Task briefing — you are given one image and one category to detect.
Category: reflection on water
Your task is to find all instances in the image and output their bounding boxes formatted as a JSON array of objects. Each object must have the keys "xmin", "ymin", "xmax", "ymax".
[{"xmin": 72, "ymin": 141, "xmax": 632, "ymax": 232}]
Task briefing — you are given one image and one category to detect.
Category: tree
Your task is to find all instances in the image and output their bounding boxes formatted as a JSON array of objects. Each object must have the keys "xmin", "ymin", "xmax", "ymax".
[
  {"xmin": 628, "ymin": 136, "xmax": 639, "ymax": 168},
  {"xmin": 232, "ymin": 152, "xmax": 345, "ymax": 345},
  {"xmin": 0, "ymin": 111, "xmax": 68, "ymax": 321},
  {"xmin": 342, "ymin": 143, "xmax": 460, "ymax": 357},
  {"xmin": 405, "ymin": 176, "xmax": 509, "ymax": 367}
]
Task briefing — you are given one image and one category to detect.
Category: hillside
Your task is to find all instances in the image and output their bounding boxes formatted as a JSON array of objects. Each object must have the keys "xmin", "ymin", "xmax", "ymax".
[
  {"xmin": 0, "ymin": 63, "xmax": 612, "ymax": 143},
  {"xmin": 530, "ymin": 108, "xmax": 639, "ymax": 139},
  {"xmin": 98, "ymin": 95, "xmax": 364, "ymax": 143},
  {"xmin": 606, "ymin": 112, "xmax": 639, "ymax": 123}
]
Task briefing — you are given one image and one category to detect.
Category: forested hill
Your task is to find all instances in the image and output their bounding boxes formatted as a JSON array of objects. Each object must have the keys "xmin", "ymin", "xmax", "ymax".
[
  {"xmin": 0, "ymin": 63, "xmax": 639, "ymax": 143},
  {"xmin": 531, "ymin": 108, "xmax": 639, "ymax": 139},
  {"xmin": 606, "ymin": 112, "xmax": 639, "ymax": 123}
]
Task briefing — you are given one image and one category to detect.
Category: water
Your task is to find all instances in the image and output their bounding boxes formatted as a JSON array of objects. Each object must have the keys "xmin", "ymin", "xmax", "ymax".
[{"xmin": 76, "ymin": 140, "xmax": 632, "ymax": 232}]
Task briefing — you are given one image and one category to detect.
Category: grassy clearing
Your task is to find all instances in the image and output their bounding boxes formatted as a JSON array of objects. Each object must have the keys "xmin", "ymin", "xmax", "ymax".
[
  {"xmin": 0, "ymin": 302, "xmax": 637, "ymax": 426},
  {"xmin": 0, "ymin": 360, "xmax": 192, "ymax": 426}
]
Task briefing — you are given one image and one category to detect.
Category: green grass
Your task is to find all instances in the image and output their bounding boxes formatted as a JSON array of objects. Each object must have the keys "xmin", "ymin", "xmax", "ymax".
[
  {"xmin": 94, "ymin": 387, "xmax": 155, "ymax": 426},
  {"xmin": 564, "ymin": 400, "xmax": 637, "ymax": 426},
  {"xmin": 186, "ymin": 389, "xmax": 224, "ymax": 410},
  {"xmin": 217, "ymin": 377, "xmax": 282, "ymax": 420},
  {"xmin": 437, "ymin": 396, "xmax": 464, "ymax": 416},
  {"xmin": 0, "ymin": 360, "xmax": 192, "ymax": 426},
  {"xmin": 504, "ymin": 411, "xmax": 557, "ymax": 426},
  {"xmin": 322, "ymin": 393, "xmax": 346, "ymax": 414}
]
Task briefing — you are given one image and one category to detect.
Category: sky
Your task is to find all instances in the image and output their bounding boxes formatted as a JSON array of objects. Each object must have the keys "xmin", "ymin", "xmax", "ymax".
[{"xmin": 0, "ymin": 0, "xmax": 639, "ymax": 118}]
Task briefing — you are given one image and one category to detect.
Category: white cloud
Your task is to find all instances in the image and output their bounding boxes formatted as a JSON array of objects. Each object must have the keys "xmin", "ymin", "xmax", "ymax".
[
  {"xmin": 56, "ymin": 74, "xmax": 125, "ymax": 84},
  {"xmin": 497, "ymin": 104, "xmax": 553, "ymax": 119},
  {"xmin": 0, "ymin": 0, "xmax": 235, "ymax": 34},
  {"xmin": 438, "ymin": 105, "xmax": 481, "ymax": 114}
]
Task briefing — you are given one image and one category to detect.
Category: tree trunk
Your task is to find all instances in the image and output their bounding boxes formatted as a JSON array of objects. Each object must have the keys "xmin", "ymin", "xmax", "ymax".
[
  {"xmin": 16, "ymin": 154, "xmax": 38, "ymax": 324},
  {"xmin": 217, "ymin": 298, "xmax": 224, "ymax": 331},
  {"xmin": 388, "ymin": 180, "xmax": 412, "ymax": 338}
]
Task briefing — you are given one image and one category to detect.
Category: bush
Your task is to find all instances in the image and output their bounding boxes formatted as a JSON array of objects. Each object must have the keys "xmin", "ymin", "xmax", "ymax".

------------------------------------------------------------

Gather every line above that contains the word "water", and copy each one in full.

**Reply to the task**
Category: reflection on water
Category: water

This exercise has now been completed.